» **Goal of the exercise**:
This exercise asks for every record to be output again exactly.

(Referring expression pointing data)
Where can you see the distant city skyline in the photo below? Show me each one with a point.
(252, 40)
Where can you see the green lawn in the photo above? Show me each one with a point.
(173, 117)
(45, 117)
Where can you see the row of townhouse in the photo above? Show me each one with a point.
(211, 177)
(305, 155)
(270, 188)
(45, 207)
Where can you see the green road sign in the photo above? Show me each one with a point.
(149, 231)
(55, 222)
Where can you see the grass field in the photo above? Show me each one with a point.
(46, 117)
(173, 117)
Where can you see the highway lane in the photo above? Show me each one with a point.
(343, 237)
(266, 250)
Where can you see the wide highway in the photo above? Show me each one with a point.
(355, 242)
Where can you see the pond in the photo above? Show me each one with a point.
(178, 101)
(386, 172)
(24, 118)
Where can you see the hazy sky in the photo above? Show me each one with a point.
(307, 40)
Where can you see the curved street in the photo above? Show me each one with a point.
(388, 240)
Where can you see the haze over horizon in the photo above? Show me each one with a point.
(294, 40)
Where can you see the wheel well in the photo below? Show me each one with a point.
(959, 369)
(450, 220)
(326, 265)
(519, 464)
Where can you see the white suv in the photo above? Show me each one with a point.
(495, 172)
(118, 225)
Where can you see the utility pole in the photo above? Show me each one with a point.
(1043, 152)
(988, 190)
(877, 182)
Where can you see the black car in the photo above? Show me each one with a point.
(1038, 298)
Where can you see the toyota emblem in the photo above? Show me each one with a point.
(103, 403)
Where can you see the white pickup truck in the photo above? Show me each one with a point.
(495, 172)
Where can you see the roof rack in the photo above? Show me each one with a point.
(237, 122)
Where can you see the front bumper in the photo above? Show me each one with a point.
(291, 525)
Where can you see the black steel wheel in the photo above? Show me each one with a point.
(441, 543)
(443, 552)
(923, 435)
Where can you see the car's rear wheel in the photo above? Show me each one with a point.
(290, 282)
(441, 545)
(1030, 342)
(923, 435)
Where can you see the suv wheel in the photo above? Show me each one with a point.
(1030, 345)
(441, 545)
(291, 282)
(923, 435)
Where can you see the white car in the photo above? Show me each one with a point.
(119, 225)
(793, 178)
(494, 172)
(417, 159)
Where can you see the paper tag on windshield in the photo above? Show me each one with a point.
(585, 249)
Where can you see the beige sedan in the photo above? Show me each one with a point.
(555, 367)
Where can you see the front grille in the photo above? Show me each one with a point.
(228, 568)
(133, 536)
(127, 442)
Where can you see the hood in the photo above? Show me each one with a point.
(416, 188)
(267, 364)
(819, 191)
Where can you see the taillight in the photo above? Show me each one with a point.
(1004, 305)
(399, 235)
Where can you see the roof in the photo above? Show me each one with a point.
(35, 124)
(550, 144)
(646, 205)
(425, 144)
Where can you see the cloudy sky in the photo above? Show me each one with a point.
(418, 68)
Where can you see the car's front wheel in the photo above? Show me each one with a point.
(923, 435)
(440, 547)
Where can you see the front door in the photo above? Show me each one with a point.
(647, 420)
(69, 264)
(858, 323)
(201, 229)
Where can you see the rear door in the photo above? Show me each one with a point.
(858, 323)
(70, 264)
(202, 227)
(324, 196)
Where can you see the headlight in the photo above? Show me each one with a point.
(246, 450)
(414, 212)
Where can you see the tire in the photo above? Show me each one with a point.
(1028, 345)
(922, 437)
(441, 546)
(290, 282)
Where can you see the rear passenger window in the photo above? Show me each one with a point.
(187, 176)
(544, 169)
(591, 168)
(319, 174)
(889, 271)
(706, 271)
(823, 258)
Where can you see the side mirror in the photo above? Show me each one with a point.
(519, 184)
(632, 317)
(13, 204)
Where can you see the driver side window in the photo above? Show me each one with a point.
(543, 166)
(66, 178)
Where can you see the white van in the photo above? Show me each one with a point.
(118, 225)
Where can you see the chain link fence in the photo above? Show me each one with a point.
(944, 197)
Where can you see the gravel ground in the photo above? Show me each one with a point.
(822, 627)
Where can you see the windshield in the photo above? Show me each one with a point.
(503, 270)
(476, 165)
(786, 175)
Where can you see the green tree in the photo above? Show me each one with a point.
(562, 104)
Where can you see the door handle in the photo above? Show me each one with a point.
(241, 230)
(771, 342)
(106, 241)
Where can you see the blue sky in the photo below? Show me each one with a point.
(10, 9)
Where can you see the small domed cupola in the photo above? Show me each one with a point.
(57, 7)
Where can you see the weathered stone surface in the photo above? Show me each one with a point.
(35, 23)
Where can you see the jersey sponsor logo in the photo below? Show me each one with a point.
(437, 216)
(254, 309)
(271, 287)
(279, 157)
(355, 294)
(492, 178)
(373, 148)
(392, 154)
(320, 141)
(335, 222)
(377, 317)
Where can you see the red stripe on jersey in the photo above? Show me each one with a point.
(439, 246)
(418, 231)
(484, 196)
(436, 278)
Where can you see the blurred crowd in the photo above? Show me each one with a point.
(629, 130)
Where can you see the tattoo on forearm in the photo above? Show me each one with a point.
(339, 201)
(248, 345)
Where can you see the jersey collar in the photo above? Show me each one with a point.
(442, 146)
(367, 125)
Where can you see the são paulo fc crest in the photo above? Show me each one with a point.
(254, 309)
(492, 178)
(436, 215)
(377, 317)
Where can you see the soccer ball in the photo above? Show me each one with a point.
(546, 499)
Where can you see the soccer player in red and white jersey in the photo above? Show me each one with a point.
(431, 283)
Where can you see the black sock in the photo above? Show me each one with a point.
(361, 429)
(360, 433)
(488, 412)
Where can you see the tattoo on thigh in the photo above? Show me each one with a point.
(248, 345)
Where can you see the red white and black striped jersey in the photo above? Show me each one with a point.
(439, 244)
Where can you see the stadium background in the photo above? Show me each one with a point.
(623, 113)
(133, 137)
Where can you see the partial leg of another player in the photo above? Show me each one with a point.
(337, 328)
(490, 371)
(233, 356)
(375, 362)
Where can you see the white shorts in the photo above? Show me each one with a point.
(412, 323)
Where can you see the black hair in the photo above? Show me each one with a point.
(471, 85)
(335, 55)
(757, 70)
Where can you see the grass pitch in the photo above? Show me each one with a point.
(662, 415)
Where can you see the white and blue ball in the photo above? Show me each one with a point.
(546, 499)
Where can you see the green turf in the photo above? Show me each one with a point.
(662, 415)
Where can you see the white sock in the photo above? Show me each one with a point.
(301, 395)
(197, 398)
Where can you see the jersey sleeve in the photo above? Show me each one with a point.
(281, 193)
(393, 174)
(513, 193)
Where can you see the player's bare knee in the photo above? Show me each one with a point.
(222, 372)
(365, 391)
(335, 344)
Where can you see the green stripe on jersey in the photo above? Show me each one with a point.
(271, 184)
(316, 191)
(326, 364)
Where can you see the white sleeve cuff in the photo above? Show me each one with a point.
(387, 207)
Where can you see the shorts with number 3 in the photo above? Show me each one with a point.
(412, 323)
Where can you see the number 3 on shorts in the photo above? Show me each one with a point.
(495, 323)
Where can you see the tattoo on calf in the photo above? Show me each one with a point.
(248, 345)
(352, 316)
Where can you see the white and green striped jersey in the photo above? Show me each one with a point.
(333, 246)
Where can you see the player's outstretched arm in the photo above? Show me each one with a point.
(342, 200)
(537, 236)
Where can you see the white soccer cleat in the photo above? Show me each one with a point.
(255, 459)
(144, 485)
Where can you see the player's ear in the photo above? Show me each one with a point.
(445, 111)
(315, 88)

» **Answer to the exercise**:
Where can you see the distant city skyline in the photo below? Show me each one with a point.
(252, 40)
Where can you see the green lawn in the photo above? Show me each one with a point.
(173, 117)
(45, 117)
Where can you see the row of townhouse in the photo above? Show me each one with a point.
(211, 177)
(305, 155)
(270, 188)
(45, 207)
Where can you see the green road sign in the photo above? Show me each one with a point.
(149, 231)
(55, 222)
Where can you see the grass field in the photo above? Show me each one with a point.
(46, 117)
(173, 117)
Where can you see the highway lane in the photo above? Show me each one with a point.
(343, 237)
(266, 250)
Where can you see the wide highway in the photo above? Show me each one with a point.
(355, 242)
Where can you see the pond in the photo above? Show me each one with a point.
(178, 101)
(386, 172)
(24, 118)
Where can you see the hazy sky in the photo above? Show me each one with a point.
(307, 40)
Where can you see the curved street in the photo above? Show me each one with a point.
(388, 240)
Where can you see the haze over horizon in the photo above? Show me each one with a point.
(294, 40)
Where can you see the wheel well in the photo below? Show me each one with a point.
(959, 369)
(450, 220)
(326, 265)
(519, 464)
Where can you see the white suv in the photo above? Show me each one with a point.
(495, 172)
(118, 225)
Where can you see the utility pole in the photo above? Show me each one with a point.
(1043, 152)
(988, 190)
(877, 182)
Where can you see the black car in the photo above? Show me each one with a point.
(1038, 298)
Where can you see the toyota emblem in the photo above? Show me each one with a point.
(103, 403)
Where can you see the white pickup truck in the photo above? Show me each one with a point.
(495, 172)
Where can you see the roof rack in the photo above? Show me each one with a point.
(237, 122)
Where can you see the front bumper in the photo above? Show me each one with a point.
(291, 525)
Where can you see the black steel wheel in the photo above? Show me each one with a point.
(441, 543)
(443, 552)
(923, 435)
Where can you see the car's rear wheel in the photo above? Show me each one with a point.
(290, 282)
(441, 545)
(1030, 342)
(923, 435)
Where can you see the suv wheel in the photo above? Show me each one with a point.
(1030, 345)
(441, 545)
(291, 282)
(923, 435)
Where can you see the white car in the photo above? Show me each one with a point.
(119, 225)
(793, 178)
(494, 172)
(417, 159)
Where can you see the paper tag on windshield in the photo above? Show me each one with a point.
(585, 249)
Where can you see the beige sedan in the photo above? Show me each one with a point.
(555, 367)
Where can you see the front grille in the photo above? Show me each one with a point.
(228, 568)
(133, 536)
(127, 442)
Where can you see the hood in the photo above? Show me each one with a point.
(416, 188)
(267, 364)
(819, 191)
Where can you see the taillight in the photo above? Show me each one with a point.
(1004, 305)
(399, 235)
Where can you see the roof in the photo above? Show me each one with a point.
(35, 124)
(550, 144)
(646, 205)
(425, 144)
Where can you see the cloudy sky in the photo above? Show me each one with a point.
(418, 68)
Where can you see the car's front wheel in the photo above? Show me each one with a point.
(923, 435)
(440, 547)
Where can you see the front door in the photo above? Show me each one with a point.
(647, 420)
(69, 264)
(858, 323)
(201, 229)
Where can you see the rear door in the photo above? Show me each one with a point.
(858, 323)
(70, 264)
(202, 227)
(324, 196)
Where can you see the headlight in the photo above? Show me each one with a point.
(246, 450)
(414, 212)
Where can you see the tire in the photo above? Show me each one with a point.
(1028, 345)
(922, 437)
(441, 546)
(290, 282)
Where can you see the rear passenger window in the photo above? Show me each one with a point.
(187, 176)
(544, 169)
(591, 168)
(319, 174)
(889, 271)
(706, 271)
(823, 258)
Where can you see the side mirror in the photo above? Show me each one with a point.
(519, 184)
(632, 317)
(13, 204)
Where can you see the driver side window in the photo above? Show me each one with a point.
(543, 166)
(66, 178)
Where can you see the white van in the photo above? Show me each one with a point.
(118, 225)
Where can you see the chain link fence in the photo above? Show me each one with a point.
(944, 197)
Where can you see the gravel ground in the photo above? Show me each one with a point.
(822, 627)
Where can you see the windshield in the photo above? Show me each one with a point.
(503, 270)
(476, 165)
(786, 175)
Where can you see the green tree in the photo above? Show me each one with a point.
(562, 104)
Where can you see the door handle in the photo above? Show me each one with a point.
(241, 230)
(771, 342)
(106, 241)
Where can you see the blue sky in the photo below? Show me each one with a point.
(10, 9)
Where can you see the small domed cupola in the photo above? Show me each one with a point.
(57, 7)
Where can you see the weathered stone surface in the photo above? Show me each one with a point.
(35, 23)
Where can you see the jersey sponsor logo in the photo below? Show me each one with a point.
(437, 216)
(254, 309)
(271, 287)
(279, 157)
(355, 294)
(492, 178)
(373, 148)
(392, 154)
(320, 141)
(335, 222)
(377, 317)
Where can you see the red stripe on jersey in the photo above? Show me each one with a point.
(439, 246)
(418, 231)
(484, 196)
(436, 278)
Where can you see the blurred crowd in the photo above? Show me each one with a point.
(629, 130)
Where can you see the tattoo on forearm in the photo above? Show me each one with a point.
(339, 201)
(248, 345)
Where can you see the jersey collar in the photo above? Show me each one with a point.
(442, 146)
(367, 125)
Where can you see the são paulo fc crest in the photo above? Show me each one with a point.
(254, 309)
(492, 178)
(436, 215)
(377, 317)
Where can you see the soccer ball in the photo above? Show me each one with a point.
(546, 499)
Where can you see the soccer player in red and white jersey in the photo above? Show me each one with a point.
(431, 283)
Where can you see the black sock in the photo above? Show me each one with a point.
(361, 429)
(360, 433)
(488, 412)
Where can you see the tattoo on thigh in the photo above? Show me each one with a point.
(248, 345)
Where can you see the red white and black striped jersey in the photo above? Show me each one with a point.
(439, 244)
Where can you see the stadium background in the photo above? Show me each one with a point.
(623, 113)
(133, 137)
Where can you see the partial leg of another player in the photo above? Show me each one with a point.
(337, 328)
(490, 371)
(233, 356)
(375, 362)
Where can you see the white shorts in the photo above? Show me each one with a point.
(412, 323)
Where can you see the black hair in the photo above? Show me each one with a point.
(471, 85)
(335, 55)
(757, 70)
Where can you see the grass pitch in the photo above? Show me each one with a point.
(662, 415)
Where can you see the white and blue ball in the photo above? Show me each one with a point.
(546, 499)
Where can you see the green turf in the photo above? Show me each one with a point.
(662, 415)
Where can you see the white sock in the photo above? Show me each one with a point.
(301, 395)
(197, 398)
Where can you see the jersey sleeve in the photo above? Show me each one with a point.
(281, 193)
(393, 174)
(513, 193)
Where can you see the player's bare knee in the photo above? Show me each one with a point.
(222, 372)
(365, 391)
(335, 344)
Where can you see the green stripe on jersey in the photo above? Show me each one with a point.
(271, 184)
(316, 191)
(326, 364)
Where can you see the white sleeve cuff in the photo above? Show me each one with a point.
(387, 207)
Where can you see the shorts with number 3 in the photo above? Show me each one with a point.
(412, 323)
Where can you see the number 3 on shorts in the photo above? Show me each one with a point.
(495, 323)
Where can you see the tattoo on calf in the photo above? Show me each one with a point.
(248, 345)
(352, 316)
Where can you see the white and green striped jersey in the photo above? Show me each one with a point.
(333, 246)
Where can you see the player's outstretched arm in the photo above? Show me each one with a point.
(342, 200)
(537, 236)
Where can you see the white soccer cleat in the photo above? Show me each one with a point.
(255, 459)
(144, 485)
Where can you see the player's ear in the photo above? Show me each one with a point.
(445, 111)
(315, 88)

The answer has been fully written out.